▶ **Document text**
┄┄┄┄┄┄┄┄┄┄┄┄┄┄┄┄┄┄┄┄

In [26]:
#importing Natural language toolkit
import nltk
nltk.download('punkt')

[nltk_data] Downloading package punkt to /root/nltk_data...
[nltk_data]   Package punkt is already up-to-date!


True

In [27]:
import nltk
nltk.download('stopwords')
import requests
from bs4 import BeautifulSoup
import re
from nltk import sent_tokenize
from nltk.corpus import stopwords  # Import NLTK stopwords
from collections import defaultdict

# Define the URL to scrape
url = "https://en.wikipedia.org/wiki/Alexander_the_Great"

# Send a request to the URL and get the HTML content
response = requests.get(url)
html_content = response.content

# Create BeautifulSoup object
soup = BeautifulSoup(html_content, 'html.parser')

# Initialize a dictionary to store headings and corresponding paragraphs
headings_paragraphs = defaultdict(list)

def clean_text(text):
    # Remove numbers, spaces, symbols, and brackets
    cleaned_text = re.sub(r'\d+', '', text)  # Remove numbers
    cleaned_text = re.sub(r'\s+', ' ', cleaned_text)  # Remove extra spaces
    cleaned_text = re.sub(r'[^\w\s]', '', cleaned_text)  # Remove symbols and brackets
    return cleaned_text.strip()

# Retrieve headings and corresponding paragraphs
current_heading = None  # Initialize current_heading
for element in soup.find_all(['h1', 'h2', 'h3', 'h4', 'h5', 'h6', 'p']):
    if element.name.startswith('h'):
        current_heading = element.get_text()
    elif current_heading and element.name == 'p':
        cleaned_paragraph = clean_text(element.get_text())
        if cleaned_paragraph:
            headings_paragraphs[current_heading].append(cleaned_paragraph)

# Function to remove stopwords from a list of words
def remove_stopwords(text):
    stop_words = set(stopwords.words('english'))

┄┄┄┄┄┄┄┄┄┄┄┄┄┄┄┄┄┄┄┄

▶ **Things to do**
(1) Could you rewrite the stretch of the scraping code from "import requests" through "response = requests.get(url)", switching "requests" to "httpx"?
(2) How many lines of the entries contain the string "bush", with case counting? Reply with the number alone.
The scraping code above has no connection to the entries that come after it.

[Object location annotation data]
┄┄┄┄┄┄┄┄┄┄┄┄┄┄┄┄┄┄┄┄

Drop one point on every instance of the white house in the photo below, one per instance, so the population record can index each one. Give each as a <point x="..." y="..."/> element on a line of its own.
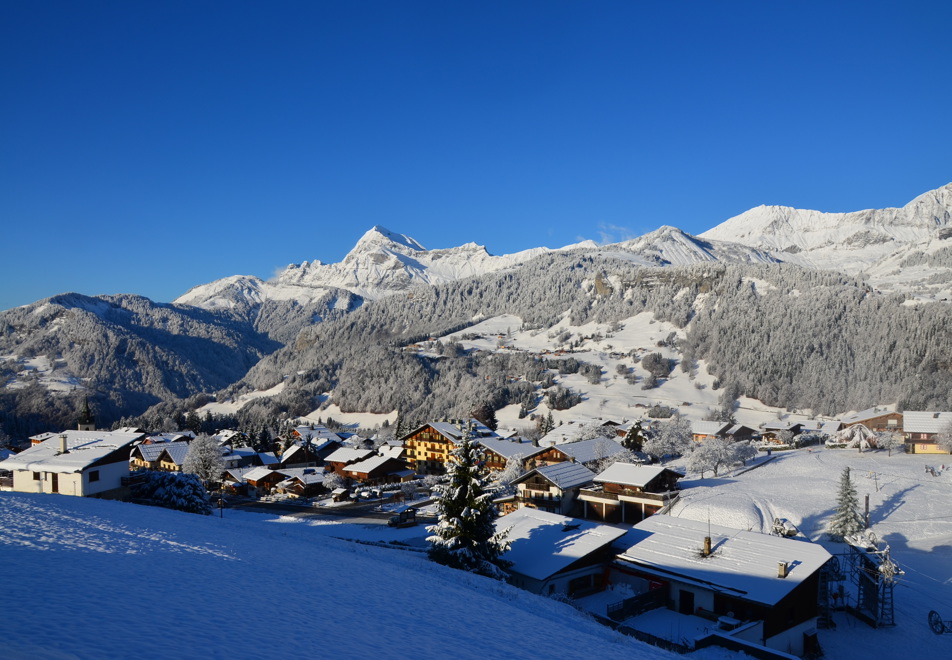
<point x="82" y="463"/>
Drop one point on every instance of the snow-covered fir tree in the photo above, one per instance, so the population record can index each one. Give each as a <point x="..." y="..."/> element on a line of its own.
<point x="465" y="536"/>
<point x="204" y="459"/>
<point x="174" y="490"/>
<point x="847" y="519"/>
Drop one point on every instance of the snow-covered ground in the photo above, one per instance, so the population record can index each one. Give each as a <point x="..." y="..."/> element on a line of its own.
<point x="909" y="510"/>
<point x="95" y="579"/>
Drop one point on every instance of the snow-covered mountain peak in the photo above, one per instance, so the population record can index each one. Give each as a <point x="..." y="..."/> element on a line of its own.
<point x="380" y="237"/>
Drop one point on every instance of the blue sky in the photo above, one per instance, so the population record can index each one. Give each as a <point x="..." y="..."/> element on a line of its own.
<point x="151" y="146"/>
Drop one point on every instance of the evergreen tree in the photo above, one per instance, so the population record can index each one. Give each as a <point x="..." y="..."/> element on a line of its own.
<point x="465" y="536"/>
<point x="174" y="490"/>
<point x="204" y="459"/>
<point x="486" y="415"/>
<point x="634" y="440"/>
<point x="847" y="519"/>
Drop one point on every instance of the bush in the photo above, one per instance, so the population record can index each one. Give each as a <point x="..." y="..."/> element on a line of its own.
<point x="174" y="490"/>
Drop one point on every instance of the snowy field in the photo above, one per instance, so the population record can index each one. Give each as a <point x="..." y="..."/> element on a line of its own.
<point x="911" y="511"/>
<point x="95" y="579"/>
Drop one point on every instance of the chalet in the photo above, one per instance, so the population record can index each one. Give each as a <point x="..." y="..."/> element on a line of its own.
<point x="555" y="554"/>
<point x="317" y="433"/>
<point x="257" y="480"/>
<point x="172" y="456"/>
<point x="741" y="433"/>
<point x="552" y="488"/>
<point x="590" y="452"/>
<point x="301" y="482"/>
<point x="429" y="446"/>
<point x="376" y="470"/>
<point x="344" y="457"/>
<point x="922" y="428"/>
<point x="876" y="419"/>
<point x="629" y="493"/>
<point x="704" y="430"/>
<point x="147" y="456"/>
<point x="764" y="588"/>
<point x="497" y="451"/>
<point x="772" y="430"/>
<point x="301" y="454"/>
<point x="82" y="463"/>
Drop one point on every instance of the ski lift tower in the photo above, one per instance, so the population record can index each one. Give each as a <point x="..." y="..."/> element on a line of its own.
<point x="875" y="574"/>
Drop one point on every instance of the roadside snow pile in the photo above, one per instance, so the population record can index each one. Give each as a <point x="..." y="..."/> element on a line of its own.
<point x="95" y="579"/>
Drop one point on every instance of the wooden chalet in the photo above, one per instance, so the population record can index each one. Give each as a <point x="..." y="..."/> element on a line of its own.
<point x="377" y="470"/>
<point x="629" y="493"/>
<point x="345" y="456"/>
<point x="497" y="451"/>
<point x="550" y="553"/>
<point x="922" y="428"/>
<point x="553" y="488"/>
<point x="429" y="447"/>
<point x="876" y="419"/>
<point x="763" y="588"/>
<point x="82" y="463"/>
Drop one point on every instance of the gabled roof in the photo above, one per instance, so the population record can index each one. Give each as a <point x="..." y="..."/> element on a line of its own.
<point x="371" y="463"/>
<point x="629" y="474"/>
<point x="586" y="451"/>
<point x="709" y="428"/>
<point x="256" y="473"/>
<point x="542" y="543"/>
<point x="743" y="564"/>
<point x="869" y="413"/>
<point x="348" y="455"/>
<point x="924" y="421"/>
<point x="176" y="451"/>
<point x="451" y="429"/>
<point x="150" y="452"/>
<point x="83" y="448"/>
<point x="509" y="448"/>
<point x="564" y="475"/>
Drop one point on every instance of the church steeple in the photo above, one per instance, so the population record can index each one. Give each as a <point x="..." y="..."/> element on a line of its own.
<point x="86" y="420"/>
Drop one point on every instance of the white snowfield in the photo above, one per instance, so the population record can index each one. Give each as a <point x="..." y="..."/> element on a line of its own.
<point x="95" y="579"/>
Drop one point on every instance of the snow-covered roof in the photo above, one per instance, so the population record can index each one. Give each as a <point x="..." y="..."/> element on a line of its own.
<point x="743" y="564"/>
<point x="391" y="451"/>
<point x="564" y="475"/>
<point x="585" y="451"/>
<point x="348" y="455"/>
<point x="509" y="448"/>
<point x="368" y="464"/>
<point x="83" y="448"/>
<point x="452" y="431"/>
<point x="176" y="451"/>
<point x="923" y="421"/>
<point x="863" y="415"/>
<point x="316" y="432"/>
<point x="629" y="474"/>
<point x="150" y="452"/>
<point x="304" y="475"/>
<point x="701" y="427"/>
<point x="256" y="473"/>
<point x="542" y="543"/>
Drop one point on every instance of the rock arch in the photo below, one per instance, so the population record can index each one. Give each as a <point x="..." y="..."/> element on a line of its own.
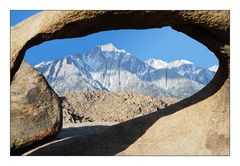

┄┄┄┄┄┄┄┄┄┄┄┄┄┄┄┄┄┄┄┄

▶ **Written responses**
(1)
import httpx
from bs4 import BeautifulSoup
import re
from nltk import sent_tokenize
from nltk.corpus import stopwords  # Import NLTK stopwords
from collections import defaultdict

# Define the URL to scrape
url = "https://en.wikipedia.org/wiki/Alexander_the_Great"

# Send a request to the URL and get the HTML content
response = httpx.get(url)

(2) 1